• **Provided text**:
>> begin
Device Cluster Reconstruction, main branch (2025.06.19.) #1028

krasznaa · 2025-06-19T15:35:57Z

Following up from #1023, this is how I believe the clusterization algorithm should provide its results. And I'm very open to a discussion on this.

While I generally liked the idea of having different functions for reconstructing just the measurements or the measurements plus the clusters, I think in the end that just makes the code more complicated than it needs to be. I propose that we just have a single interface for the device clusterization algorithms. One which returns an optional cluster collection buffer. Behind the scenes this was the implementation in cuda::clusterization_algorithm already. And I think this is a functional interface towards the users as well. 🤔

After updating the CUDA algorithm, I added the functionality of reconstructing cell clusters to the Alpaka and SYCL algorithms as well.

Unfortunately however the Alpaka algorithm, on an NVIDIA backend, is not behaving well at the moment. 😭 The unit test reports that a random number of the tests fail to return the correct (number of) clusters from the algorithm. And so far I didn't manage to find yet what is causing this issue. 😦

Still, even with that open issue, I wanted to let people see my proposal already. As there may be a discussion about the user API...

As before, pinging @CrossR and @StewMH for their opinions.

P.S. Almost forgot... I also modified traccc::algorithm to allow fundamental arguments to be passed by value to an algorithm. As I really wanted to be able to pass a bool to the clusterization algorithms...

So that for instance a simple boolean flag could be an algorithm argument.

And then updated traccc::cuda::clusterization_algorithm to make use of it, simplifying the algorithm's interface a great deal.

Following the code structure used by cuda::clusterization_algorithm. Also updated all client code to the new API.

stephenswat

I didn't really bother reading past the Alpaka code, but could you elaborate why exactly you think this makes the code "simpler"? The net PR delta is almost +100 lines and this change makes the API for users more obtuse to use, who in the existing implementation know exactly that if they pass the right tag, they get the desired result. Returning an optional value leaves open the semantic to return an non-extant value even if the user requests the cluster data to be delivered.

In my eyes, this just makes the code less understandable for no good reason, so I'd like to understand what the benefit of this approach is.
>> end
• **Entries provided**:
>> begin
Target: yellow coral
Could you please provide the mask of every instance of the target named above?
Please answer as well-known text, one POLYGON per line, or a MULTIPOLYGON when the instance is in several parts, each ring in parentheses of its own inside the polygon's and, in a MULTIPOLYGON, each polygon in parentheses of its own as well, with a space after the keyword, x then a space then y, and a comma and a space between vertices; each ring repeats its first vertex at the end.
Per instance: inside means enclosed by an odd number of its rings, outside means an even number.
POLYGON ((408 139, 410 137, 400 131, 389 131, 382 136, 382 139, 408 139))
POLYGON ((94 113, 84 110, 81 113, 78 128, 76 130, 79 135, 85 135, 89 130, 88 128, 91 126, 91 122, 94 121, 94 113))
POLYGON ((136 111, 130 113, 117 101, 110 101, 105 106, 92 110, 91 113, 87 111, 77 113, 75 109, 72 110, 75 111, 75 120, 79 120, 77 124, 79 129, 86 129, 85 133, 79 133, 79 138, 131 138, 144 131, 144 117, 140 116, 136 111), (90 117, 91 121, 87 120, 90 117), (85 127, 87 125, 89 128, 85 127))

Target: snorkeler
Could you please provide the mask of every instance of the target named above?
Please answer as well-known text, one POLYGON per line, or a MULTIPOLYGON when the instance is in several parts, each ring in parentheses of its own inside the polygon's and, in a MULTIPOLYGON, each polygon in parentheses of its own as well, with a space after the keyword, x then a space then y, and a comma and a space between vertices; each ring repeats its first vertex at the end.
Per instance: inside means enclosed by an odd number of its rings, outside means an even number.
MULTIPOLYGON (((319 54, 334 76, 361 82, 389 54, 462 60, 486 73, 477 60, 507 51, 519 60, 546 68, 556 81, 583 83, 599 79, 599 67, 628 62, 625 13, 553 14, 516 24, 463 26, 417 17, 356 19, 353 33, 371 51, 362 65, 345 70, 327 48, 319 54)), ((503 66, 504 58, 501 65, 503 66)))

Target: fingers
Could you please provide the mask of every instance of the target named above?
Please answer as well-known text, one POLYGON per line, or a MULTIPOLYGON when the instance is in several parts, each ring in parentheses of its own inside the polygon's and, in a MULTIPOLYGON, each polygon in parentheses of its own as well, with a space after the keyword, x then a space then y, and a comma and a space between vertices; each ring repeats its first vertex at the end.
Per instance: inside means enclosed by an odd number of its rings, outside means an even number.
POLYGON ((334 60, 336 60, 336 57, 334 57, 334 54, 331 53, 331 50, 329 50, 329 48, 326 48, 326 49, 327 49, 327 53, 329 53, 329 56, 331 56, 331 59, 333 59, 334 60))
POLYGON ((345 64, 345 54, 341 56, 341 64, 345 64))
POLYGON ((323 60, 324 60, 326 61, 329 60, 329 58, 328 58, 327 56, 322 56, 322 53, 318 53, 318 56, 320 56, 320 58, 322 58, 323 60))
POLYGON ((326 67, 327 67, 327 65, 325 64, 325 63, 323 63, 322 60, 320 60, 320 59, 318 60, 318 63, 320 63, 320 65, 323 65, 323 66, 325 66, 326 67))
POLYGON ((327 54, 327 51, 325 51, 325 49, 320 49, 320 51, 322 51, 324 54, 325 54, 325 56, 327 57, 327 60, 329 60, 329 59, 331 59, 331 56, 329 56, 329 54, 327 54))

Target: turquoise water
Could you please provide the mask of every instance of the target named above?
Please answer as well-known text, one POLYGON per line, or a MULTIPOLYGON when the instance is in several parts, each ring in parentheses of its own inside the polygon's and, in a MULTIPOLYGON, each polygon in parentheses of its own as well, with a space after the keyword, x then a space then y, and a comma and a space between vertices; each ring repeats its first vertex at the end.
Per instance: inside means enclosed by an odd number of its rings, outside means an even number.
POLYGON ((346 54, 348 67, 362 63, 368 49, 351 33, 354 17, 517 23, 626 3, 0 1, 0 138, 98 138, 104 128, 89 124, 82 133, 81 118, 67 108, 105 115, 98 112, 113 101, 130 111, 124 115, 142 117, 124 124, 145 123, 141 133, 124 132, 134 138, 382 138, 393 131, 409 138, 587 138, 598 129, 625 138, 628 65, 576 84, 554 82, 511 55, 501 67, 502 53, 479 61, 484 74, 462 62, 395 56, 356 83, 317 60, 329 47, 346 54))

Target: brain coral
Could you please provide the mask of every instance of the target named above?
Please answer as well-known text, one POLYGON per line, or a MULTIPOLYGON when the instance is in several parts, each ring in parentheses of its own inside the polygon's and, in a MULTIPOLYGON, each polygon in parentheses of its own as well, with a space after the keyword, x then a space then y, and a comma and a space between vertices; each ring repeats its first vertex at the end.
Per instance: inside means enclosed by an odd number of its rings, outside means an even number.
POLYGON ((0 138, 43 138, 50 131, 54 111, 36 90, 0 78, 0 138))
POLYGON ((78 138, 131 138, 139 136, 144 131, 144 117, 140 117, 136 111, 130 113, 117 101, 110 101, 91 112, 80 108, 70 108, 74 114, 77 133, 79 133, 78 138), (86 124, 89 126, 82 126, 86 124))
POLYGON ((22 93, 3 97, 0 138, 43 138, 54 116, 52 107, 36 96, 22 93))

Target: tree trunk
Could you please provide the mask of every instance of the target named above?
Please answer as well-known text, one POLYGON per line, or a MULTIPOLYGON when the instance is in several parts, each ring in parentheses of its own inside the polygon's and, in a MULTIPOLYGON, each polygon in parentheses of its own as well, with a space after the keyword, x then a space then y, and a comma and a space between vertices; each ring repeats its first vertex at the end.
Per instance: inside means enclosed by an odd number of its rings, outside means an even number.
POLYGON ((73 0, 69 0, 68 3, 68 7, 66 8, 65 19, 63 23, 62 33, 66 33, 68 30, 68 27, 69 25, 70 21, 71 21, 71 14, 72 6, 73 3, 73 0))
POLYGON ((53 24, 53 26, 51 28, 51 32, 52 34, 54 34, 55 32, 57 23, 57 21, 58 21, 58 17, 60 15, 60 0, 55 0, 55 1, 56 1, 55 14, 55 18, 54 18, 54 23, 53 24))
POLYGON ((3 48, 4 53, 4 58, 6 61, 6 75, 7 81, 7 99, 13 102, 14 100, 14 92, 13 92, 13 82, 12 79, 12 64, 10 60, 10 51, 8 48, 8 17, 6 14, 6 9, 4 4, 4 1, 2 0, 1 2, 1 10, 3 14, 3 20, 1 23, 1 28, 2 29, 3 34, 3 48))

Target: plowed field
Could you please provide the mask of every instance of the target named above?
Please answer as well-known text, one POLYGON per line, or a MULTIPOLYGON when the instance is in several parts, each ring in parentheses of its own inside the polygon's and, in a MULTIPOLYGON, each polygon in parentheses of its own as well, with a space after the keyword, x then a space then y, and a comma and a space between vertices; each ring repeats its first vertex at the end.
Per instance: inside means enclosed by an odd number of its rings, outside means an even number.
>> end
Write the next part of the cluster reconstruction discussion, picking up right after its last sentence. The items are not needed for any of this.

• **Written reply**:
stephenswat · 2025-06-19T16:39:45Z

device/alpaka/include/traccc/alpaka/clusterization/clusterization_algorithm.hpp

    vecmem::data::vector_buffer<device::details::index_t> m_f_backup,
        m_gf_backup;
    vecmem::data::vector_buffer<unsigned char> m_adjc_backup;
    vecmem::data::vector_buffer<device::details::index_t> m_adjv_backup;
    vecmem::unique_alloc_ptr<unsigned int> m_backup_mutex;
-    mutable std::once_flag m_setup_once;


Unrelated change?

A little bit, yes. I also made the algorithm receive a queue from the outside.

stephenswat · 2025-06-19T16:42:33Z

device/alpaka/src/clusterization/clusterization_algorithm.cpp

+        return {
+            .measurements = {},
+            .clusters =
+                (reconstruct_clusters
+                     ? std::optional<
+                           edm::silicon_cluster_collection::
+                               buffer>{edm::silicon_cluster_collection::
+                                           buffer{}}
+                     : std::optional<edm::silicon_cluster_collection::buffer>{
+                           std::nullopt})};


There's got to be a way to make this more readable. 😟

I agree. This is pretty terrible. Unfortunately ternary operators don't seem to mix too well with std::optional. 😦 But yes, probably something better could still be done...

Ideally I would've liked to write:

Suggested change

return {

.measurements = {},

.clusters =

(reconstruct_clusters

? std::optional<

edm::silicon_cluster_collection::

buffer>{edm::silicon_cluster_collection::

buffer{}}

: std::optional<edm::silicon_cluster_collection::buffer>{

std::nullopt})};

return {

.measurements = {},

.clusters = (reconstruct_clusters ? {} : std::nullopt)};

But of course that didn't work... 😦

krasznaa

The +100 lines comes mainly from the fact that I'm teaching the Alpaka and SYCL algorithms how to do a new thing. (Plus I'm adding code to the unit tests to check the new behaviour.) The changeset on the CUDA code should be a net negative if you check.

I'm not convinced about the interface either. But putting 4 functions into all 3 clusterization algorithms seems to be an overkill for me.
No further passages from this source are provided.